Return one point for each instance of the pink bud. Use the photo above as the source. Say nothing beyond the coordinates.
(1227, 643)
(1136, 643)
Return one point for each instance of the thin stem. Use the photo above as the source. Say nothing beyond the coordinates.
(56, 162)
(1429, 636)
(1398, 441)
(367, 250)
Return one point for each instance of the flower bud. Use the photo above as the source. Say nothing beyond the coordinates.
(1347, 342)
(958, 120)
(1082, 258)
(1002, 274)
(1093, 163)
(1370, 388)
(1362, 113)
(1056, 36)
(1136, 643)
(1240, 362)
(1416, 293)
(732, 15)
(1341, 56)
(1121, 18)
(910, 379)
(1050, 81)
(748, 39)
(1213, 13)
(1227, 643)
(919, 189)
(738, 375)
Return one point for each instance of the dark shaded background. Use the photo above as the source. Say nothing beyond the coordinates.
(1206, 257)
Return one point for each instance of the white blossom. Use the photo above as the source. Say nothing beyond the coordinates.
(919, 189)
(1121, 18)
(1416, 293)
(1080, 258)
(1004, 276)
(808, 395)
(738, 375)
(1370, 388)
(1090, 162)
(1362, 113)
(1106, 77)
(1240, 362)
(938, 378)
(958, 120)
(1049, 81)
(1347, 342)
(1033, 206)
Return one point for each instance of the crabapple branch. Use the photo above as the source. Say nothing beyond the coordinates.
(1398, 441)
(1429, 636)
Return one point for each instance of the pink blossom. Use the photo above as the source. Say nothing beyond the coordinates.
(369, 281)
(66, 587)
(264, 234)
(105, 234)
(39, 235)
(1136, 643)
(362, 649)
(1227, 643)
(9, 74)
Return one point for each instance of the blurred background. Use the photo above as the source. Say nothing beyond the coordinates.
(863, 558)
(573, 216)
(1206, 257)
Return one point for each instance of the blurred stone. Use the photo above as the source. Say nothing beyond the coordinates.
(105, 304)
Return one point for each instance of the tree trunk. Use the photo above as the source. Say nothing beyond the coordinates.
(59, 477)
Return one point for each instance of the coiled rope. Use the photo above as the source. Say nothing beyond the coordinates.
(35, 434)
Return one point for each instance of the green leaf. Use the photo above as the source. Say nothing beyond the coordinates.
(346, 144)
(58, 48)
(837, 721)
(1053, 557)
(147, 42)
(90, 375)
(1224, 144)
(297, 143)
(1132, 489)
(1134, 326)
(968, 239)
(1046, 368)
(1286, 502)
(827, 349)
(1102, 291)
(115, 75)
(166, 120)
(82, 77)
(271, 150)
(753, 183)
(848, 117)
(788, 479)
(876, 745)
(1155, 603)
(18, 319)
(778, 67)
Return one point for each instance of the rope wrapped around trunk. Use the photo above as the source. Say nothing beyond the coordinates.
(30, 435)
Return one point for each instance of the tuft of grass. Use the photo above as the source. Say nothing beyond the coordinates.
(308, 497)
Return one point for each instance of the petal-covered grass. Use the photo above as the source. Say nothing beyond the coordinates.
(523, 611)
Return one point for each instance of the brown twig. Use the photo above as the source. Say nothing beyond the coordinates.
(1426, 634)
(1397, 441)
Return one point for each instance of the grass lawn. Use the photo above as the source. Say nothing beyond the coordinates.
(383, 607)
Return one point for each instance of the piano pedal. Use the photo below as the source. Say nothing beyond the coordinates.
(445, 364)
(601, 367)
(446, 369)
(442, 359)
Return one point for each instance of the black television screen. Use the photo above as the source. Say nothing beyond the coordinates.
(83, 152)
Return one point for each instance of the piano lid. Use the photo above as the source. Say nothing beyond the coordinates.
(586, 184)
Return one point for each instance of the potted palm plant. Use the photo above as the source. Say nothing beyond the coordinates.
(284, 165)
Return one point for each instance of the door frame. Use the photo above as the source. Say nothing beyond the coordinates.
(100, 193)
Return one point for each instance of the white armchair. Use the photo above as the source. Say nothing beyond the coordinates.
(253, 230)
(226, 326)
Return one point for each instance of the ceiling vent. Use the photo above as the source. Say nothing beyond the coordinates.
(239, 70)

====

▶ _WHAT IS REQUIRED_:
Find the line containing "Return one point for each instance of the petal-covered" in the data above. Please transcribe it and every line after it, exactly.

▶ _EXERCISE ANSWER_:
Return one point for each instance of the petal-covered grass. Use the photo above as the source. Say nothing beyond the coordinates.
(523, 611)
Return one point for each instance of the brown twig. Use the photo above as the source. Say nothing beyond the coordinates.
(1426, 634)
(1397, 441)
Return one point for each instance of the grass lawn. Use the photo above as the source. Say nothing beyond the coordinates.
(383, 607)
Return one point for each instance of the piano pedal. Use the photo below as the source. Say nothing beyond the coordinates.
(445, 364)
(601, 367)
(446, 369)
(442, 359)
Return one point for each instance of the black television screen. Use the photo above as the source. Say nothing beyond the coordinates.
(83, 152)
Return one point for each instance of the piano lid. Use the photo above as the source. Say nothing beyond the coordinates.
(586, 184)
Return one point for each instance of the potted palm plant. Use the photo above as the source. Say nothing beyond the coordinates.
(284, 165)
Return one point for each instance of the door frame. Use the photo above as the source. Say nothing beyond the coordinates.
(100, 193)
Return one point for each instance of the white armchair. Use the photo above as the source. Say nothing beyond the coordinates.
(253, 230)
(226, 326)
Return one point for each instance of the ceiling vent. Use the photo above as the source. Say nothing beyond the coordinates.
(239, 70)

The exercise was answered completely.